▶ **DIRECTIVE**: Please rewrite the rows below, beginning at the line that has "bare tree with" and stopping after the last row, offsetting every coordinate in the answers by -109. Keep the requests in place with their wording unchanged.

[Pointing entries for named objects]

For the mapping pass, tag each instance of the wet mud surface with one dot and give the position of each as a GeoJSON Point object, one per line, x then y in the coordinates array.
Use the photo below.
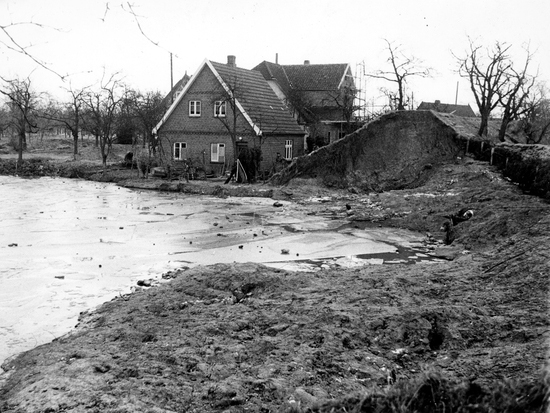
{"type": "Point", "coordinates": [247, 337]}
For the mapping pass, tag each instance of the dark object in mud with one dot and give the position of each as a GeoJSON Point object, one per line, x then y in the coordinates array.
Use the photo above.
{"type": "Point", "coordinates": [447, 227]}
{"type": "Point", "coordinates": [463, 215]}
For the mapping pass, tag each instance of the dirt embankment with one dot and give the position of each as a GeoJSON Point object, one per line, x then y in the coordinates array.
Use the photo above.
{"type": "Point", "coordinates": [466, 333]}
{"type": "Point", "coordinates": [401, 149]}
{"type": "Point", "coordinates": [250, 338]}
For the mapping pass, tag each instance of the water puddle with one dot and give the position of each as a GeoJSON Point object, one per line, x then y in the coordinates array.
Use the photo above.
{"type": "Point", "coordinates": [68, 245]}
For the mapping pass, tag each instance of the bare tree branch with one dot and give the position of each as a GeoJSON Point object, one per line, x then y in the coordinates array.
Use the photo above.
{"type": "Point", "coordinates": [13, 45]}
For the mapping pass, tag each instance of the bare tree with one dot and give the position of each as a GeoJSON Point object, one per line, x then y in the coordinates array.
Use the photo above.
{"type": "Point", "coordinates": [68, 114]}
{"type": "Point", "coordinates": [22, 102]}
{"type": "Point", "coordinates": [101, 108]}
{"type": "Point", "coordinates": [514, 94]}
{"type": "Point", "coordinates": [487, 71]}
{"type": "Point", "coordinates": [346, 99]}
{"type": "Point", "coordinates": [148, 109]}
{"type": "Point", "coordinates": [402, 67]}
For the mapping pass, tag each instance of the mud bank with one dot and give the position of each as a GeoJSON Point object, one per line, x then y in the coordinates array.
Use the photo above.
{"type": "Point", "coordinates": [250, 338]}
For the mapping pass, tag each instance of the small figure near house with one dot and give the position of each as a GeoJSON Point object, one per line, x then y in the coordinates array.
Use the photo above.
{"type": "Point", "coordinates": [232, 174]}
{"type": "Point", "coordinates": [128, 159]}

▶ **WORKED ANSWER**:
For the mapping pass, tag each instance of the bare tree with one dot and give the position of each as a GeoJSON Point object, one per line, x then y in the coordinates array.
Use the photo above.
{"type": "Point", "coordinates": [-41, 5]}
{"type": "Point", "coordinates": [-87, -7]}
{"type": "Point", "coordinates": [-8, -1]}
{"type": "Point", "coordinates": [405, -15]}
{"type": "Point", "coordinates": [378, -38]}
{"type": "Point", "coordinates": [237, -10]}
{"type": "Point", "coordinates": [39, 0]}
{"type": "Point", "coordinates": [293, -42]}
For the mapping pass, tag each instance of the mud bank with one dot and give the position of each as a GeoJSON Point object, one per line, x then y in the coordinates array.
Use the photo above.
{"type": "Point", "coordinates": [141, 229]}
For the mapping pass, tag each instance of the small figure near house with one dot and give the position of each as a GeoJSON Point object, one per line, x then y in the coordinates array.
Use the photo above.
{"type": "Point", "coordinates": [123, 65]}
{"type": "Point", "coordinates": [19, 50]}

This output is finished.